Exercise 1 –
List each person that the Candlelighters article below mentions by full name.
Exercise 2 –
Carry on writing the Candlelighters article, starting after its final sentence.

Text –
--- START ---

Following the oncologist’s advice, the Dales set about creating their own charity, with the help of another family whose child had been recently diagnosed, to support families like theirs.

“I had to talk to moms whose children had survived,” Linda Dale said of why she helped start Candlelighters Childhood Cancer Foundation of Nevada in 1978 as a 27-year-old mother of two.

Jennifer Dale survived the cancer after three years of chemotherapy and still lives in Las Vegas with her family. Candlelighters also survived, and has grown to be one of the most well-known nonprofit groups in Southern Nevada.

What started out as holiday parties in the Dales’ backyard has grown to a nonprofit that reaches the vast majority of children diagnosed with cancer in Southern Nevada, providing emotional support, counseling services and community events for the children and their families.

This month, Candlelighters announced plans for a new building separate from their current space in the southwest valley. Using a $2 million allocation from the most recent legislative session, the foundation plans to create a new building with expanded space for counseling groups designed for the children and teens diagnosed with cancer, along with their siblings.

“It will be a source of comfort for our families and a source of pride for us all,” Candlelighters CEO Kimberly Kindig said when plans were revealed for the new building this month.

After the expansion plans were announced, Jennifer Dale, now 51, told the gathered crowd that children diagnosed with cancer have a much brighter prognosis because of increased community support, research and treatment options.

--- END ---

Data under study –

--- START ---

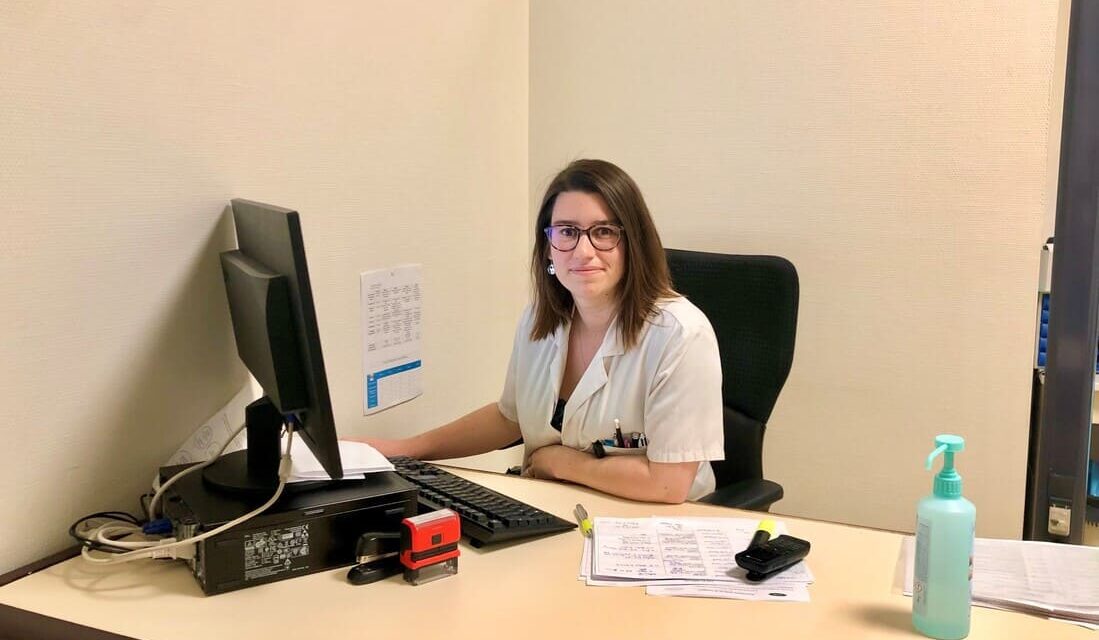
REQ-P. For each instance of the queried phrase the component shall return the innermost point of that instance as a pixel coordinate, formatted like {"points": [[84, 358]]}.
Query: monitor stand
{"points": [[255, 470]]}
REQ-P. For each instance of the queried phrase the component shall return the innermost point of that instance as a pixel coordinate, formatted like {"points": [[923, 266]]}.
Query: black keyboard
{"points": [[487, 517]]}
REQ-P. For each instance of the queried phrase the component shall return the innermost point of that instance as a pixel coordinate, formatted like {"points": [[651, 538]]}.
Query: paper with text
{"points": [[391, 333]]}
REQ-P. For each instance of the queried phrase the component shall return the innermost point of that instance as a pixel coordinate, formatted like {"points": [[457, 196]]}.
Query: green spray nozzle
{"points": [[947, 481]]}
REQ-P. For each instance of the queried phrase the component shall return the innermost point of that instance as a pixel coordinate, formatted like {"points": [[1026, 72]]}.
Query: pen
{"points": [[581, 517], [763, 533]]}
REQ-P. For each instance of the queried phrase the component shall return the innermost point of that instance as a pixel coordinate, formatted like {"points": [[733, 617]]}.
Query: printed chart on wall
{"points": [[391, 326]]}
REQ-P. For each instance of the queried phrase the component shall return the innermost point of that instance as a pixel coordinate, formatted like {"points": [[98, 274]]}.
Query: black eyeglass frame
{"points": [[583, 232]]}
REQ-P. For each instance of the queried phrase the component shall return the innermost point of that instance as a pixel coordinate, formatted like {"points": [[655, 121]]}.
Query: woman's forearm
{"points": [[629, 476], [476, 432]]}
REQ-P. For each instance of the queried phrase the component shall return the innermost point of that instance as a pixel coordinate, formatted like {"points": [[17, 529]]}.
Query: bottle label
{"points": [[922, 561]]}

--- END ---

Answer space 1 –
Linda Dale, Jennifer Dale, Kimberly Kindig

Answer space 2 –
“My birthday wish for Candlelighters is just to grow this community even stronger,” she said. “And one day, hopefully in the very near future, we won’t have to worry about childhood cancer.”

Because there were no pediatric oncologists in Las Vegas when she was diagnosed, her family made frequent trips to the University of California San Diego Medical Center. The Dales spent two months living out of a modified bus in the hospital’s parking lot to ensure their daughter received the best care.

Linda Dale said she felt like children’s best shot at survival was to get out of Las Vegas to be treated at major university research centers. But helping families access that kind of treatment took money. Volunteers sold coupons for fast-food restaurants, organized fundraiser bowling nights, offered gift-wrapping services for donations at the Meadows mall and walked around UNLV games with a can to collect dollars and coins.

“We would do anything just to raise a dime,” Linda Dale said.

Working with Sunrise Hospital, where most of the children went for local appointments, the Dales also helped organize parties to cheer up the families.

When Linda Dale wanted entertainment for one party, she called the hotel where Donny and Marie Osmond were performing until she got a hold of their manager and convinced the entertainers to make an appearance.

Jennifer Dale still has the photo of her and her brother beaming while sitting between the two performers.

Candlelighters relied heavily on volunteers, many who balanced their own jobs and caretaking for their children. After her daughter started kindergarten, Linda Dale managed work for Candlelighters while cleaning houses and becoming a teacher with the Clark County School District, where her husband already worked in construction, building schools across the valley.

“We didn’t do it alone,” Mikell Dale said.

Forty-five years later, the number of families that Candlelighters helps has grown exponentially, both because of Las Vegas’ population increase and because of the wider treatment options for childhood cancer, Kindig said. Some children will participate in Candlelighters programs for years because of the long-term effects of their diagnosis, and the organization has also began focusing more heavily on support for siblings who want counseling services.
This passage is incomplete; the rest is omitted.